> Selected text:
——————————

Tod Robinson Caldwell (February 19, 1818July 11, 1874) was an American lawyer and the 41st governor of the U.S. state of North Carolina from 1871 until his death in Hillsborough in North Carolina in 1874. He was a son of John Caldwell (1779–1857) and Hannah Pickett Robinson (1794–1875).

He was born in Morganton, Burke County, North Carolina where he had a home for most of his life. Caldwell attended the University of North Carolina at Chapel Hill, graduating on June 4, 1840.  He was a member of the Dialectic Society. He was examined by the Supreme Court and admitted to Superior Court Practice (much like passing a bar examination) in June 1841, becoming solicitor for Burke County.  In 1842 he was elected a member of the North Carolina House of Commons in which he served two sessions.  In 1850 he represented Burke County in the state senate.  After the close of the Civil War he was a member of the Reconstruction Convention, and President of Western North Carolina Railroad.

——————————

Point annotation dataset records
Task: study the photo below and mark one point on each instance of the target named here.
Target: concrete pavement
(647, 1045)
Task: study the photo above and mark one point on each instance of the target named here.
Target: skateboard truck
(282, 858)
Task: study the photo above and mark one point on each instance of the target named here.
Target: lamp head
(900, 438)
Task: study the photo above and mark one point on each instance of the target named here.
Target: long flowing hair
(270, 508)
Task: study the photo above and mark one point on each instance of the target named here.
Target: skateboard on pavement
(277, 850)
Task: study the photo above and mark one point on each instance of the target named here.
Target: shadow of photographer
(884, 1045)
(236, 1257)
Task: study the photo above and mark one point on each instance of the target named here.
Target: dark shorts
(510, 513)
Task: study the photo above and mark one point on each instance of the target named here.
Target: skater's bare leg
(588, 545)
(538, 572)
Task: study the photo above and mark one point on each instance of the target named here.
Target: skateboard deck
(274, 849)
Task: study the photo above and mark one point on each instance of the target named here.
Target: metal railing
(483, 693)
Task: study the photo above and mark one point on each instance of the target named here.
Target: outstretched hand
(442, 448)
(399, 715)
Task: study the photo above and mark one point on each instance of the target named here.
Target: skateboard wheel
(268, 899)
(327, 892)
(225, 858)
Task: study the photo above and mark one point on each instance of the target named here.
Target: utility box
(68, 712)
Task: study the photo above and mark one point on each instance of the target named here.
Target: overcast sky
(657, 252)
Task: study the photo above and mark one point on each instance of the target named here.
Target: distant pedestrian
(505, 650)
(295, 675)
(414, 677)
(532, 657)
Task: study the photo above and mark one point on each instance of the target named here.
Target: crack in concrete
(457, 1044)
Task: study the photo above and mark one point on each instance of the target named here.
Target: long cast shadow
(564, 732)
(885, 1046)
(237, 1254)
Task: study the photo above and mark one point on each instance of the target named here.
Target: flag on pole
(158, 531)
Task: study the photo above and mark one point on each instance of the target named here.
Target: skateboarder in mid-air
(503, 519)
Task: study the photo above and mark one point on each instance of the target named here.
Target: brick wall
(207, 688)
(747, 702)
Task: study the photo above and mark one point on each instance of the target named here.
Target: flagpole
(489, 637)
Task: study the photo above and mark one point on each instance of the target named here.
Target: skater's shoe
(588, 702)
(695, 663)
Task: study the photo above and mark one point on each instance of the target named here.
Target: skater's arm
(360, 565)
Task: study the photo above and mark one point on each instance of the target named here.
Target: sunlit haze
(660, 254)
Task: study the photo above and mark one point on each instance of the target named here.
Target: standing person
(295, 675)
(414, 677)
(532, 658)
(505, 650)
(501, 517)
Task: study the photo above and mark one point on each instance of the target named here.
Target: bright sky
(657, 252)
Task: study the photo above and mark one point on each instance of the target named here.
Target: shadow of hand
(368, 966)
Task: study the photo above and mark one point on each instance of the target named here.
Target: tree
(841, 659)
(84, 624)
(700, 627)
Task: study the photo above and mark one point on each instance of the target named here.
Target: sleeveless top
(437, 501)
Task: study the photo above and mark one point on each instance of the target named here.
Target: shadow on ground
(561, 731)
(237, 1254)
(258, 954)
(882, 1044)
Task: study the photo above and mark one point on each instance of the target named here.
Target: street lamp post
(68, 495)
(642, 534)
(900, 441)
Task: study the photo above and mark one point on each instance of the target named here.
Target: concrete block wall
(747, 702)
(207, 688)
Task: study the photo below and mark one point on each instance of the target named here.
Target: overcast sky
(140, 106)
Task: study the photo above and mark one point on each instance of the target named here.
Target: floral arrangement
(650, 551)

——————————

> Instruction:
Write out, word for word, the portion of the Tod Robinson Caldwell biography starting with "Tod Robinson Caldwell" and going on through "Pickett Robinson (1794–1875).".

> Task response:
Tod Robinson Caldwell (February 19, 1818July 11, 1874) was an American lawyer and the 41st governor of the U.S. state of North Carolina from 1871 until his death in Hillsborough in North Carolina in 1874. He was a son of John Caldwell (1779–1857) and Hannah Pickett Robinson (1794–1875).